> Task goal
Only the lines holding the string "facade" are needed; copy each of them from the data.

> Natural language region descriptions

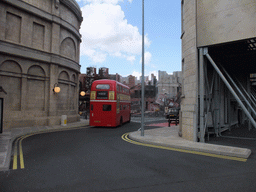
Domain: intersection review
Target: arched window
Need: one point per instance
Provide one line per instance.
(36, 88)
(68, 48)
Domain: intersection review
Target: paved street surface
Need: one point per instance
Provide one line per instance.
(98, 159)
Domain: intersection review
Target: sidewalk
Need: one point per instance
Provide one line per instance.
(7, 137)
(168, 137)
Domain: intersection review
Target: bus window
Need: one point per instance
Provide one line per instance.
(106, 107)
(102, 86)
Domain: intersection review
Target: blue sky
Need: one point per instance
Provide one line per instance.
(112, 36)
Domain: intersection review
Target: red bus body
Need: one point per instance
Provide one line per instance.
(110, 103)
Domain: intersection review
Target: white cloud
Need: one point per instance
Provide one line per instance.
(105, 31)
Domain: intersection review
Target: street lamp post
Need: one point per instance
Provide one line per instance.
(142, 81)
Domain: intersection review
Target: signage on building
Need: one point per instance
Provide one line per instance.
(1, 114)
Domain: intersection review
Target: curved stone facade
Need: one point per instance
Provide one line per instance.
(39, 48)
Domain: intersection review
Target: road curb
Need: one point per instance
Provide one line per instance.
(180, 143)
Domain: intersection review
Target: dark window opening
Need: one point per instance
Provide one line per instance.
(102, 86)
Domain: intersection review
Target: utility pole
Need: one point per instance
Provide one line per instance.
(142, 81)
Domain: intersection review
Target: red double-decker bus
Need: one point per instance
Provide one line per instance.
(110, 103)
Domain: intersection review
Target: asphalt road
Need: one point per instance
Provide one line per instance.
(97, 159)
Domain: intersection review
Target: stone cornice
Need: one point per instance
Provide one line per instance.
(45, 15)
(16, 50)
(72, 4)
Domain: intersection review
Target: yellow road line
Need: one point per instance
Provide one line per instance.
(125, 138)
(14, 166)
(20, 139)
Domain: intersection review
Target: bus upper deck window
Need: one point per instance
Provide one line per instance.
(106, 107)
(102, 86)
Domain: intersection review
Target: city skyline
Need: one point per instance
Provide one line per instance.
(111, 34)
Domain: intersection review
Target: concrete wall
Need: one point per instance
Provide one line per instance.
(189, 102)
(220, 21)
(39, 47)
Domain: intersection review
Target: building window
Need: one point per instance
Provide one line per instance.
(106, 107)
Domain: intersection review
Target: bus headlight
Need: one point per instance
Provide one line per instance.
(111, 95)
(93, 95)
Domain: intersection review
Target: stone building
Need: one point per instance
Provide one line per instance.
(169, 84)
(39, 50)
(218, 60)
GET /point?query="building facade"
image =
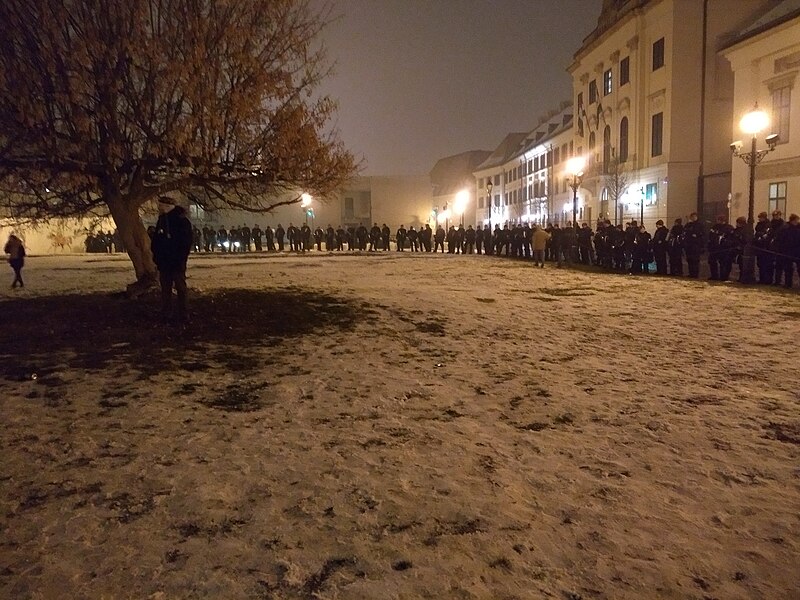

> Final answer
Target: curved stone facade
GET /point?query="building facade"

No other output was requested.